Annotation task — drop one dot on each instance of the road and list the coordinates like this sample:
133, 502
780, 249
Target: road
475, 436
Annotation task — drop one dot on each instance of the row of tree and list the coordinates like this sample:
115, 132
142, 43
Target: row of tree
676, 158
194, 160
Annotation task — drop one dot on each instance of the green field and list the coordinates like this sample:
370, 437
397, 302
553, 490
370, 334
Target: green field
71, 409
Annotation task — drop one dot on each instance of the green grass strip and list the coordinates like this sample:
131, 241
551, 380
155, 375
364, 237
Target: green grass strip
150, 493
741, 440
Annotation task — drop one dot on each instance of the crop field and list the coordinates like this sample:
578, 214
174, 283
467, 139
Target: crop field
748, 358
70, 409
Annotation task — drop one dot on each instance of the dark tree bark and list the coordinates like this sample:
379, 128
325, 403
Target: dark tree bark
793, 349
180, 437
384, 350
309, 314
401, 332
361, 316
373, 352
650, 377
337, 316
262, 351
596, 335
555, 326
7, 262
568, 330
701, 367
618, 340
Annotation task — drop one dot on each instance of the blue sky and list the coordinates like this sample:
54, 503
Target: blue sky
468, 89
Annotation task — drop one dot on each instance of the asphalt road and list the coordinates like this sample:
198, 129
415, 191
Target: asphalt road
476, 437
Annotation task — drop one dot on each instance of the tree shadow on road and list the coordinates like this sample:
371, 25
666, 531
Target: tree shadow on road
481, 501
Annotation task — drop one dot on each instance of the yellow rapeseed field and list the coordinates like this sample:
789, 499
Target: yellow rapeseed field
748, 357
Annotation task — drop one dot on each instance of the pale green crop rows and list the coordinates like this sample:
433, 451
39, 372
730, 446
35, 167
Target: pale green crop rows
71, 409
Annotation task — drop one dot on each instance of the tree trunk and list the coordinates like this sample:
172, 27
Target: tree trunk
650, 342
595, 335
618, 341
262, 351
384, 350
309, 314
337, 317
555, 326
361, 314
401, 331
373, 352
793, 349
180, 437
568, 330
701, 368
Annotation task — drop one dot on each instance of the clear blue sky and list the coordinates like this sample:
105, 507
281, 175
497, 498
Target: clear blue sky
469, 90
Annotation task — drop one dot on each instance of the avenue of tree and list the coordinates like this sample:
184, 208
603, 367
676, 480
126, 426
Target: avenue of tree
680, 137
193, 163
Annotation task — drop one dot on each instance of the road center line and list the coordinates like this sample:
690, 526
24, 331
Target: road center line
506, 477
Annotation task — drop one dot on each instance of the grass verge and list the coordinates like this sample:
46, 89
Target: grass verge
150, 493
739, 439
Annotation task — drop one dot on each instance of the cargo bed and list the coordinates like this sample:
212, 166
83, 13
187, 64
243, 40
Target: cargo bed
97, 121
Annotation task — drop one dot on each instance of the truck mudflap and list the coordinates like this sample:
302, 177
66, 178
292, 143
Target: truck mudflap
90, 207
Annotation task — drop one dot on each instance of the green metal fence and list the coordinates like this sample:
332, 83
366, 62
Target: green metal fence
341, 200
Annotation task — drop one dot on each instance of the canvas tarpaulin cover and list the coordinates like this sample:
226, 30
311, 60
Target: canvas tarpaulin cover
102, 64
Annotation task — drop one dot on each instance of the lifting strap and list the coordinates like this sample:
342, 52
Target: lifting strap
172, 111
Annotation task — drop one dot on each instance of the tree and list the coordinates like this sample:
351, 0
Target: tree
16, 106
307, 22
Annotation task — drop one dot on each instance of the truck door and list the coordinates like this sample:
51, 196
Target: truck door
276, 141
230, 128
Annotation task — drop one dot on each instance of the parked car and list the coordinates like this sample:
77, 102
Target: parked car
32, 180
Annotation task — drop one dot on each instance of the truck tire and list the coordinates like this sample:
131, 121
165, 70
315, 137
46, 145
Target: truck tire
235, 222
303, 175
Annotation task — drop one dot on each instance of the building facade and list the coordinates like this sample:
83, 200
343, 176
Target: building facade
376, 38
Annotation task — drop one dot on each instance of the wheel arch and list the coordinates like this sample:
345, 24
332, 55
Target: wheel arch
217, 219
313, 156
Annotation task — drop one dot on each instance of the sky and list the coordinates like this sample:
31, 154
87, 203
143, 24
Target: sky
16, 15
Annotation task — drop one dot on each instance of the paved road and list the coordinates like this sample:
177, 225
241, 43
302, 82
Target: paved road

-=-=-=-=-

Task statement — Make an exact copy of every line from the one with "of the parked" to the end of the data, with the first and last of those lines included.

Task output —
Annotation task — drop one dot on each instance of the parked car and list the coordinates like this sample:
77, 102
Target: parked car
32, 180
Annotation task — drop one dot on each instance of the truck tire and list the coordinates like this sample:
131, 121
165, 70
315, 137
46, 145
Target: truck tire
235, 222
303, 175
Annotation task — drop one dot on each instance of the building facade and list the coordinates like this sample:
83, 200
343, 176
Target: building facade
376, 38
Annotation task — drop one dot on each instance of the wheel arch and list the coordinates like this sample:
345, 24
332, 55
Target: wheel arch
217, 219
313, 156
Annotation task — drop one dot on each instance of the sky and list the coordinates like this sample:
31, 154
87, 203
143, 24
Target: sky
16, 15
Annotation task — drop one dot on each instance of the paved road and list the coordinates like this sample:
177, 225
241, 43
302, 82
Target: paved road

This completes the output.